# Page extract
Re: [teampractices] A tool for keeping action items accountable?

2016-04-27 Thread Greg Grossmeier
That's basically how we do it in releng during our meetings.

--
Sent from my phone, please excuse brevity.
On Apr 27, 2016 10:20 AM, "Guillaume Lederrey" 
wrote:

> In another life, I have been facilitating a few retrospectives. Not
> here yet, so the context is probably different and this past
> experience probably does not apply without the necessary amount of
> tweaking. Still:
>
> The usual rule we put in place with our teams was: "A retrospective
> action must have a fairly limited scope and be possible to implement
> before the next retrospective". Larger items are not considered to be
> retrospective actions, but might be put into the team backlog. Action
> items are the responsibility of their owner (if we can't find an owner
> for the action, the action is dropped). The facilitator responsibility
> is to check the status of those actions at the next retro. If those
> actions have not been completed by the next retro, they are either
> dropped (if we did not make progress, they are probably not as
> important as we thought), converted as backlog item (they were larger
> than we initially thought), or kept as action item for the next retro
> (rare case).

# To be done
1. In the email thread, what happens to a retrospective action for which no owner can be found?
2. Echo the stretch of the email thread from "Re: [teampractices] A" through "please excuse brevity.".
The records that come next are separate material, unconnected to the email thread.

[Image annotation records]
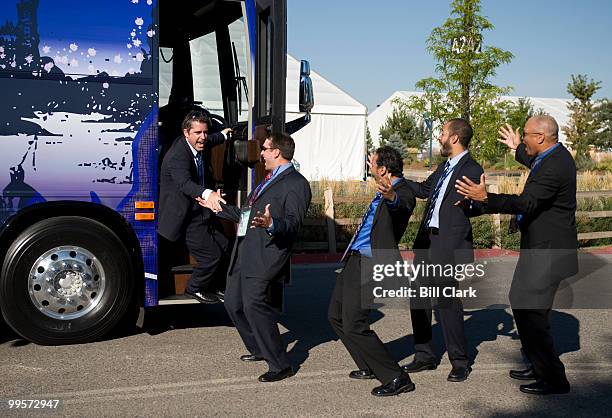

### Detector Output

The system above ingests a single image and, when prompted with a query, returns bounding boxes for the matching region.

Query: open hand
[376,173,395,202]
[497,123,521,149]
[196,189,226,213]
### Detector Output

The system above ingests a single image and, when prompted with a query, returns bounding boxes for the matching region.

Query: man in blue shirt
[328,147,415,396]
[404,119,483,382]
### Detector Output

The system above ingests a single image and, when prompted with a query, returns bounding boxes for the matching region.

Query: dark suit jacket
[157,133,224,241]
[486,144,578,280]
[217,167,311,283]
[370,179,416,263]
[408,153,483,263]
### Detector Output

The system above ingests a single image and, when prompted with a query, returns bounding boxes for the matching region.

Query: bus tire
[0,216,134,345]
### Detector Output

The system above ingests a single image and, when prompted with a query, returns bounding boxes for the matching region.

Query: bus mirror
[300,60,314,113]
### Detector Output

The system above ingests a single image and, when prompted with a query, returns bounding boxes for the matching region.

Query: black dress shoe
[402,359,438,373]
[240,354,264,361]
[185,289,219,303]
[372,372,415,396]
[520,380,570,395]
[446,367,472,382]
[510,367,538,380]
[259,367,295,382]
[349,370,376,379]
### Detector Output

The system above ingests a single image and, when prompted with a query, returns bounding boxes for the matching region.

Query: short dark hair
[447,118,474,148]
[375,145,404,177]
[268,132,295,161]
[181,110,210,131]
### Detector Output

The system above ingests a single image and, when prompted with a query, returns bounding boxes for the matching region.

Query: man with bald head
[455,115,578,395]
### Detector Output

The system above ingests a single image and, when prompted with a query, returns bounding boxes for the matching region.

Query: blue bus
[0,0,314,345]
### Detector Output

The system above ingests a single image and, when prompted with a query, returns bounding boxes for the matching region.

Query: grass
[498,171,612,194]
[298,177,612,251]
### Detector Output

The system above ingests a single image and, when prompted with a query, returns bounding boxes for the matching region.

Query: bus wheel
[0,216,134,345]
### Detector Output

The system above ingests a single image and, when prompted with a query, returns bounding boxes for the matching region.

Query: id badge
[238,209,251,237]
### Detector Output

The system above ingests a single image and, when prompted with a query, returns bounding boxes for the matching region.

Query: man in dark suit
[202,134,311,382]
[456,115,578,395]
[403,119,483,382]
[328,147,415,396]
[157,111,228,303]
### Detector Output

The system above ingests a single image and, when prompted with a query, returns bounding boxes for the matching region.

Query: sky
[287,0,612,112]
[0,0,612,112]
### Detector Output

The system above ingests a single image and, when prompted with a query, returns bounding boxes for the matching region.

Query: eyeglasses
[523,131,544,138]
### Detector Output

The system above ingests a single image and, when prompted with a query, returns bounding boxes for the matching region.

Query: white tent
[287,55,367,180]
[159,21,367,180]
[368,91,570,145]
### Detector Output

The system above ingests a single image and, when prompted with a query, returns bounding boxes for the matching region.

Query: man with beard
[198,133,311,382]
[403,119,483,382]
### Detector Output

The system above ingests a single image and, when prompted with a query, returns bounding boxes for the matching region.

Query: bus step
[172,264,193,274]
[159,295,200,305]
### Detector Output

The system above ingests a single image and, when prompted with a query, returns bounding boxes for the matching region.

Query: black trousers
[225,247,291,372]
[185,211,228,292]
[328,255,402,385]
[410,235,469,367]
[510,264,569,387]
[512,309,569,387]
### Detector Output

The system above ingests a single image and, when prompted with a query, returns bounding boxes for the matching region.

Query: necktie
[195,152,204,184]
[424,160,455,227]
[340,192,380,261]
[508,153,548,234]
[249,171,272,207]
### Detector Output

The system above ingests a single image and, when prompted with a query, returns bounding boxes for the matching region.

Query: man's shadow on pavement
[386,307,580,364]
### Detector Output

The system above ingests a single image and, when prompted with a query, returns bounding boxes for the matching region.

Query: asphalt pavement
[0,254,612,417]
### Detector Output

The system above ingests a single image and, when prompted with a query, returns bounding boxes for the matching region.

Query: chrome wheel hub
[28,245,106,320]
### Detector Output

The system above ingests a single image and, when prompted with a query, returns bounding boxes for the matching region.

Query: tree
[396,0,513,160]
[378,107,428,154]
[594,99,612,151]
[563,74,601,162]
[366,121,374,155]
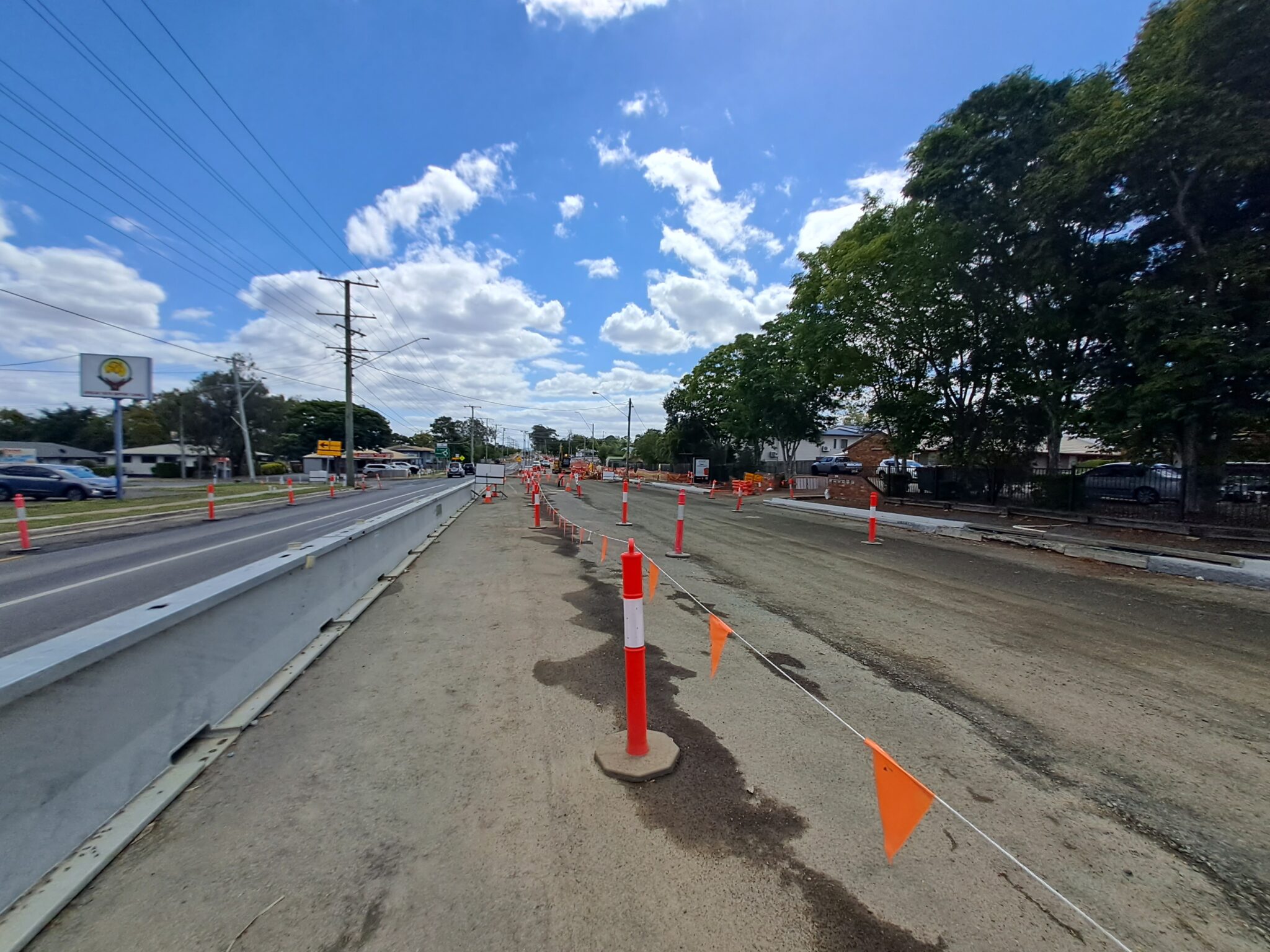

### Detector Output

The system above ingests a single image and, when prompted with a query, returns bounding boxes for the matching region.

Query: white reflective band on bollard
[623,598,644,647]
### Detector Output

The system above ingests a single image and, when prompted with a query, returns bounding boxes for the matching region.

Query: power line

# Expected responses
1. The action is dropped.

2.
Re: [teampractices] A tool for keeping action items accountable?

2016-04-27 Thread Greg Grossmeier
That's basically how we do it in releng during our meetings.

--
Sent from my phone, please excuse brevity.